+++ TEXT EXTRACT
Unsheltered homelessness also creates lasting trauma that makes resolution more costly — and delayed resolution more inhumane. Assaults, including sexual assaults, are endemic at many encampments, and unsheltered homeless women are known to intentionally begin using methamphetamines at night to ward off potential attackers. The longer someone lives in these conditions the more likely they are to develop a substance use and/or psychiatric disorder, at which point the cost of resolving their homelessness nearly doubles. It’s no coincidence that 39 percent of homeless Californians are considered chronically homeless (the most severe and difficult to resolve type of homelessness) compared with just 18 percent in the rest of the U.S. We’re subjecting them to years of trauma outdoors.
The solution to homelessness is a permanent home. However, building a new unit of permanent supportive housing in California costs over $600,000 on average, and closer to $1 million in cities with the largest homeless populations. Scaling permanent housing at those prices could reasonably cost over $100 billion and will ultimately require a major federal investment and a years-long building boom to provide. Californians, least of all our homelessness neighbors, can’t wait that long.
San Jose and other California cities are instead beginning to build interim supportive housing to stabilize and save lives. Interim supportive housing provided by organizations like DignityMoves and others can, when streamlined, provide residents with their own private bedroom for roughly the same cost as providing a cot in an old-school, dormitory-style shelter (about $50,000 per unit). The increased privacy and autonomy are popular among homeless residents and units are rarely turned down when offered.
++++++
+++ STORED RECORDS
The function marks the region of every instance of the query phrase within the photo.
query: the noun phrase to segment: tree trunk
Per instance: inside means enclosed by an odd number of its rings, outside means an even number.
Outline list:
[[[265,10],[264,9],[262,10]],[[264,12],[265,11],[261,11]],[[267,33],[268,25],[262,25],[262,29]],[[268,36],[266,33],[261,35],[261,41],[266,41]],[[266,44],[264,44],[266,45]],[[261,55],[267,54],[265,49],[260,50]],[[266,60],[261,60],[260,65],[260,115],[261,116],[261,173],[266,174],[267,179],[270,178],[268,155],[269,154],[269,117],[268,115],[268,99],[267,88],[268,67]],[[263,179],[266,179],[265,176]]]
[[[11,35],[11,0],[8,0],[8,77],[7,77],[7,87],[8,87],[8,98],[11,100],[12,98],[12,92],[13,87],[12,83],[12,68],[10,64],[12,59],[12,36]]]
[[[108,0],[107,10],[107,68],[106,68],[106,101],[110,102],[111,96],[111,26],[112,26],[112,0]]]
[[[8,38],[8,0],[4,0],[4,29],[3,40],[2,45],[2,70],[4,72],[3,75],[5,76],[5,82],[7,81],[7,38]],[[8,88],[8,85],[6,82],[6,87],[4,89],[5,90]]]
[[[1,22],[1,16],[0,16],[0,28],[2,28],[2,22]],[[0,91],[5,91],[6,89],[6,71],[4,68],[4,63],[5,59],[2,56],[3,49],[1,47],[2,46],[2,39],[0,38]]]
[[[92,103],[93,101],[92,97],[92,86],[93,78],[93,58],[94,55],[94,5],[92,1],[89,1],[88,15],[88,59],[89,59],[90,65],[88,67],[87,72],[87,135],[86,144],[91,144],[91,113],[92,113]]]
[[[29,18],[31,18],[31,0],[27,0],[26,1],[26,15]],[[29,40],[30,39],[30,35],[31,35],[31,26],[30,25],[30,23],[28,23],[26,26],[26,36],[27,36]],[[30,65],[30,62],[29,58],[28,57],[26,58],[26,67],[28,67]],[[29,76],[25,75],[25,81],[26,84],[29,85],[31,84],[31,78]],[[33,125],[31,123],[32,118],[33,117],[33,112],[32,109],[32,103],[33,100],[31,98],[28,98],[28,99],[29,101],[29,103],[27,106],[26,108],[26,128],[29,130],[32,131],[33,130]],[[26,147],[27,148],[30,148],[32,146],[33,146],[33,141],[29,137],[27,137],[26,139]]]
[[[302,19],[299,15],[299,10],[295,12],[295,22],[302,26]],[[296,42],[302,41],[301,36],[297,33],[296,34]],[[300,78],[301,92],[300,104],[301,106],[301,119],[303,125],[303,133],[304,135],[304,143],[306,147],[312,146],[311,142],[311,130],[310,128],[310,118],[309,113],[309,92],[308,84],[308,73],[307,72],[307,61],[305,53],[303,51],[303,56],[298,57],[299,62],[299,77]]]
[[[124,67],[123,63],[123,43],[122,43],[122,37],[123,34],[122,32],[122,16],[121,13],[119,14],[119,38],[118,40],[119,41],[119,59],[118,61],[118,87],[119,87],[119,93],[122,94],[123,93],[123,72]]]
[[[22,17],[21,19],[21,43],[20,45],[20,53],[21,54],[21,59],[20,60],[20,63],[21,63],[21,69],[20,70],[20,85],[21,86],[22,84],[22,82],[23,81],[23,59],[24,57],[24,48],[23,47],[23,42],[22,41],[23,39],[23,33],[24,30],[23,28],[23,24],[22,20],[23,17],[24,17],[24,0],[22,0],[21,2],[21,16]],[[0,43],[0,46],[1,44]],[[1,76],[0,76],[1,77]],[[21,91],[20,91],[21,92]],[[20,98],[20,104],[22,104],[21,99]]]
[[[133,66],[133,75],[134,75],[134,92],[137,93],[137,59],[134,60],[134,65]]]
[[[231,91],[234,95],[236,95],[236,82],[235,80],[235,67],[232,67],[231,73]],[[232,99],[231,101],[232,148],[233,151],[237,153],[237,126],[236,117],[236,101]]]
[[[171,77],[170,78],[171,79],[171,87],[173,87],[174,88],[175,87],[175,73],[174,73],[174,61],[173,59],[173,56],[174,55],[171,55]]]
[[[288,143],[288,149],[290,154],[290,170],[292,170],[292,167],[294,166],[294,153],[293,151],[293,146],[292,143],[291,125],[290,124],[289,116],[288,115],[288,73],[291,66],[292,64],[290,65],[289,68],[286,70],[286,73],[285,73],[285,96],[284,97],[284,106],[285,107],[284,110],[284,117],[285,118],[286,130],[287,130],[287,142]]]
++++++
_BRIEF A_. In the homelessness text, why does living unsheltered for a longer time make resolving a person's homelessness more expensive? Answer in one to three sentences.
_BRIEF B_. Duplicate the part of the homelessness text starting with "Unsheltered homelessness also" and going on through "of trauma outdoors.".

_OUTPUT A_. The longer someone lives unsheltered, the more likely they are to develop a substance use and/or psychiatric disorder. Once that happens, the cost of resolving their homelessness nearly doubles.

_OUTPUT B_.
Unsheltered homelessness also creates lasting trauma that makes resolution more costly — and delayed resolution more inhumane. Assaults, including sexual assaults, are endemic at many encampments, and unsheltered homeless women are known to intentionally begin using methamphetamines at night to ward off potential attackers. The longer someone lives in these conditions the more likely they are to develop a substance use and/or psychiatric disorder, at which point the cost of resolving their homelessness nearly doubles. It’s no coincidence that 39 percent of homeless Californians are considered chronically homeless (the most severe and difficult to resolve type of homelessness) compared with just 18 percent in the rest of the U.S. We’re subjecting them to years of trauma outdoors.